* _Request_
Repeat every one of the entries below word for word.

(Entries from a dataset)
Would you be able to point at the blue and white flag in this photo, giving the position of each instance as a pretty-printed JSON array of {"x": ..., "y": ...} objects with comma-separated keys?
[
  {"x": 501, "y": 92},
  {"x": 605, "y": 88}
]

* _Solution for this exercise_
Would you be able to point at the blue and white flag in this photo, giving the position of each instance as a pretty-printed JSON array of {"x": ..., "y": ...} objects with comma-separated keys?
[
  {"x": 501, "y": 92},
  {"x": 605, "y": 88}
]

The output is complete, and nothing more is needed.